ФРАГМЕНТ ТЕКСТА:
_ _ _ _
Из его предположений насчет ведомства путей сообщения, которые он сообщал иногда мне по утрам, упомяну о следующем. Он полагал поручить особому комитету составить строительный устав, в котором были бы изложены статьи, указывающие, как следует строителю поступать в известных случаях при всякого рода постройках. Он мне говорил, что по составлении такого устава ему не нужны будут инженеры и он из существующего состава инженеров путей сообщения оставит немногих ему нравящихся (конечно, я был в том числе) и назначит инженерами (!) известных ему своею исполнительностью лиц военного ведомства, которые и будут производить все постройки на основании статей строительного устава, не имея надобности ни в каких знаниях, кроме этого устава{40}. Выше упомянутый комитет был вскоре учрежден, понятно, что он ничего не сделал, так как предложенная ему задача была неразрешима.
_ _ _ _
ПОСТАНОВКА ЗАДАЧИ 1:
Рассказчик во фрагменте о ведомстве путей сообщения пересказывает чужие предположения. Перечислите все действия, которые собирался предпринять их автор.
ПОСТАНОВКА ЗАДАЧИ 2:
Перепишите из фрагмента о ведомстве путей сообщения отрывок от «Из его предположений» до «задача была неразрешима.» без изменений.

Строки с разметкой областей
_ _ _ _
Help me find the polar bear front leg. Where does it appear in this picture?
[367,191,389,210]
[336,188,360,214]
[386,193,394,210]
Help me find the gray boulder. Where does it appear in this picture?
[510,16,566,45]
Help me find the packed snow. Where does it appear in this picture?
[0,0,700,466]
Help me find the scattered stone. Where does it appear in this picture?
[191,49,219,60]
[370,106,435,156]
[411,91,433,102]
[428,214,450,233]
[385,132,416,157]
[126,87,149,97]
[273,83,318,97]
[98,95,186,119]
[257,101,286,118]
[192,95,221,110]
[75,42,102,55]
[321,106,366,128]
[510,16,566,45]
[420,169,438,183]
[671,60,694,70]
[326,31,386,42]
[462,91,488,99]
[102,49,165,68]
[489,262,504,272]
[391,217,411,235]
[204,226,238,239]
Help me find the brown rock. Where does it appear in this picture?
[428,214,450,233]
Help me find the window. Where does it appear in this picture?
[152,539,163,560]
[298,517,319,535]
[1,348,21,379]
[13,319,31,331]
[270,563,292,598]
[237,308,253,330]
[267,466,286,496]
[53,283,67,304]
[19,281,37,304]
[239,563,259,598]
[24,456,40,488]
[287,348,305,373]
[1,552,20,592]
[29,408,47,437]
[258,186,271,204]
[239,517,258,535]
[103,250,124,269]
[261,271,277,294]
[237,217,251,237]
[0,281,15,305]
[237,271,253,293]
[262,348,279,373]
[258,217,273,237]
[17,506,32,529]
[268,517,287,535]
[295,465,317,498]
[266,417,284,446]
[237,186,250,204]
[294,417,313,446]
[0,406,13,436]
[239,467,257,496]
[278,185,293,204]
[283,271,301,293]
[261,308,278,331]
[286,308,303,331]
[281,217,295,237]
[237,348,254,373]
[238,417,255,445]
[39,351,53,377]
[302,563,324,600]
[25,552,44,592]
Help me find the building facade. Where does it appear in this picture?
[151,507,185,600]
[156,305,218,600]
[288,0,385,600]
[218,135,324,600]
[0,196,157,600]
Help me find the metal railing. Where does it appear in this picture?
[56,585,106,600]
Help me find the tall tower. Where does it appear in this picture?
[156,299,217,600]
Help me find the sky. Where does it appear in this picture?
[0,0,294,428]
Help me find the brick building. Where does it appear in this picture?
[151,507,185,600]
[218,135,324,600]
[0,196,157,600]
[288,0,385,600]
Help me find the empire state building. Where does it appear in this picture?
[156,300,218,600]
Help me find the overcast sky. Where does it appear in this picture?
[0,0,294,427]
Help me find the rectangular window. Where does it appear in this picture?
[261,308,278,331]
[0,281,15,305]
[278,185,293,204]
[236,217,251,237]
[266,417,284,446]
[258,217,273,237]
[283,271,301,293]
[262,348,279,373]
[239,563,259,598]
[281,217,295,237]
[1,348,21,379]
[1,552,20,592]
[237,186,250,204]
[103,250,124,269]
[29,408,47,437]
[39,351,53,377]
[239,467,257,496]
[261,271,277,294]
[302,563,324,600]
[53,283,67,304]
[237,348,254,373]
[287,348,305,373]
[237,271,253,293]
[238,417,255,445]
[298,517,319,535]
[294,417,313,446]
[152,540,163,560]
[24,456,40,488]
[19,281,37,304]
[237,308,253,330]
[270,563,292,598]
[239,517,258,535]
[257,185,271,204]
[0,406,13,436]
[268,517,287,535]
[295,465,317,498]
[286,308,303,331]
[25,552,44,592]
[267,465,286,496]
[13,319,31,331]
_ _ _ _
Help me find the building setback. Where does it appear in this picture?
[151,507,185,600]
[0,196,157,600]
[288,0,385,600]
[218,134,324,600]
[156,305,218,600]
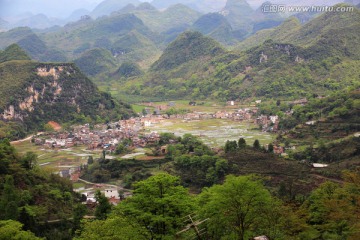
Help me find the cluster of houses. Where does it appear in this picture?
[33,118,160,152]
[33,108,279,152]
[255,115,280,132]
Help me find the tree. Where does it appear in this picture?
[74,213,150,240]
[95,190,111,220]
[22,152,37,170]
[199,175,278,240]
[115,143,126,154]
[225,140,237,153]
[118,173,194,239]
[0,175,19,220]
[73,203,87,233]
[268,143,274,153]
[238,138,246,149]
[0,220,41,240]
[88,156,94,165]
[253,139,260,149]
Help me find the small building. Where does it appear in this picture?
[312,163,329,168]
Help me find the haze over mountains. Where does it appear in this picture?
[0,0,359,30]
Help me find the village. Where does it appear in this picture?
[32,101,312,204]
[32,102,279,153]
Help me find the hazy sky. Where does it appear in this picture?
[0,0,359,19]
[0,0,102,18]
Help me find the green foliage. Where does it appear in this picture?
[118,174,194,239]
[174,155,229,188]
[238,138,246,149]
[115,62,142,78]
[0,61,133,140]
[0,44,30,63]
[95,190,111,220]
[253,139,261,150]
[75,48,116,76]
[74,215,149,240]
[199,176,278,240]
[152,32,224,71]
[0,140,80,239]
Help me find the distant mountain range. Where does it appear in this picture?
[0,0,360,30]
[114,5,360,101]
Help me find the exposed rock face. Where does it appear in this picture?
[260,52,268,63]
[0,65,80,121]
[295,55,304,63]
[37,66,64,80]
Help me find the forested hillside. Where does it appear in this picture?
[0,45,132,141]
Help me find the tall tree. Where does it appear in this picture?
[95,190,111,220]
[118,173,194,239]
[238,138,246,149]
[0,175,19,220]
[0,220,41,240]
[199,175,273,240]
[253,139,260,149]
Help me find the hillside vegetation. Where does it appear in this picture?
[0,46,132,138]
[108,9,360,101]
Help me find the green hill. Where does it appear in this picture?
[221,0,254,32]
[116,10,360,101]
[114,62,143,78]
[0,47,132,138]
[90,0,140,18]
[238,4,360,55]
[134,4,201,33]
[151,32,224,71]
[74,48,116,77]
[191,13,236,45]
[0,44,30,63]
_ _ _ _
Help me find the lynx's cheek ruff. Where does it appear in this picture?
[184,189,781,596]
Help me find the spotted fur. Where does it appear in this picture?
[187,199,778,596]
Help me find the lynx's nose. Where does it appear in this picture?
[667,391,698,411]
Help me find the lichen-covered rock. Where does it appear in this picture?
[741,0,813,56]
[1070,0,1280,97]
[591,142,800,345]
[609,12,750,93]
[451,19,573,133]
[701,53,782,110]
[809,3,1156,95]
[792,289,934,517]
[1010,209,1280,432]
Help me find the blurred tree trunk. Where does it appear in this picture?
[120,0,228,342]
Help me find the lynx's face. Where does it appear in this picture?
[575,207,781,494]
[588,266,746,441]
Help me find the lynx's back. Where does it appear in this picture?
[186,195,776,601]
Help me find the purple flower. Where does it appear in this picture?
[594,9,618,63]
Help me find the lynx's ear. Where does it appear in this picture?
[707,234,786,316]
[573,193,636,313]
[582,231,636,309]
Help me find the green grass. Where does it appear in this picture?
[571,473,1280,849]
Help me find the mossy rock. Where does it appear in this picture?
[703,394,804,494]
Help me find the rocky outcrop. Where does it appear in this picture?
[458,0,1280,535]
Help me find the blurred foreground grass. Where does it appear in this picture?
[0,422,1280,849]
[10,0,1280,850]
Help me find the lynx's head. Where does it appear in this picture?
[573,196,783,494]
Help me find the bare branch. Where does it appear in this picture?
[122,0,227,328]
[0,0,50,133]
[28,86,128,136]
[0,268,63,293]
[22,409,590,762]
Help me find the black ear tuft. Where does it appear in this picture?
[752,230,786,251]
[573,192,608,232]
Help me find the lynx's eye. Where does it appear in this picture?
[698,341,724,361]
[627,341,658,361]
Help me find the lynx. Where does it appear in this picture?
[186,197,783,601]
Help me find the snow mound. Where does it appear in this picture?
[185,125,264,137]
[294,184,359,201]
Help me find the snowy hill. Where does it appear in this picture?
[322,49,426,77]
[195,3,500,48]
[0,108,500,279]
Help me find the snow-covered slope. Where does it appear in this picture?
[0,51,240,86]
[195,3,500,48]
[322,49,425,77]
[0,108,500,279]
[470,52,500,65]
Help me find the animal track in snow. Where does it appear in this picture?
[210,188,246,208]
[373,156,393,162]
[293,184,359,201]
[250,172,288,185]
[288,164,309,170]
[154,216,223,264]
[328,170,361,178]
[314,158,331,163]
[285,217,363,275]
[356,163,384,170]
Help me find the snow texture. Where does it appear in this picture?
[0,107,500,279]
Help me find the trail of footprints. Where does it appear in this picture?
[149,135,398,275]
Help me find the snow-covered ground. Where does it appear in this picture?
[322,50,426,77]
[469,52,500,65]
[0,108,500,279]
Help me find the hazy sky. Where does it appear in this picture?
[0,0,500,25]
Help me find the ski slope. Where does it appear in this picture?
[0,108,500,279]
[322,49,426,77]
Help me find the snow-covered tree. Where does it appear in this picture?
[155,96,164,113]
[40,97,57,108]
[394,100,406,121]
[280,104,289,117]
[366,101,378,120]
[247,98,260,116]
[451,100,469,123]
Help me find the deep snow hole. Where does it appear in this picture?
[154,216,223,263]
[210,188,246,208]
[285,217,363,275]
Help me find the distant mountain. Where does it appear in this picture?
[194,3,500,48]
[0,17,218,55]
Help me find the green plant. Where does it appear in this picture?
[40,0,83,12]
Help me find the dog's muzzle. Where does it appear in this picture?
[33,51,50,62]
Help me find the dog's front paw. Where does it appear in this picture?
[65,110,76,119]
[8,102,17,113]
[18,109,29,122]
_ _ _ _
РЕЗУЛЬТАТ 1:
1. Поручить особому комитету составить строительный устав.
2. Оставить из существующего состава инженеров путей сообщения немногих ему нравящихся.
3. Назначить инженерами известных ему своею исполнительностью лиц военного ведомства.

РЕЗУЛЬТАТ 2:
Из его предположений насчет ведомства путей сообщения, которые он сообщал иногда мне по утрам, упомяну о следующем. Он полагал поручить особому комитету составить строительный устав, в котором были бы изложены статьи, указывающие, как следует строителю поступать в известных случаях при всякого рода постройках. Он мне говорил, что по составлении такого устава ему не нужны будут инженеры и он из существующего состава инженеров путей сообщения оставит немногих ему нравящихся (конечно, я был в том числе) и назначит инженерами (!) известных ему своею исполнительностью лиц военного ведомства, которые и будут производить все постройки на основании статей строительного устава, не имея надобности ни в каких знаниях, кроме этого устава{40}. Выше упомянутый комитет был вскоре учрежден, понятно, что он ничего не сделал, так как предложенная ему задача была неразрешима.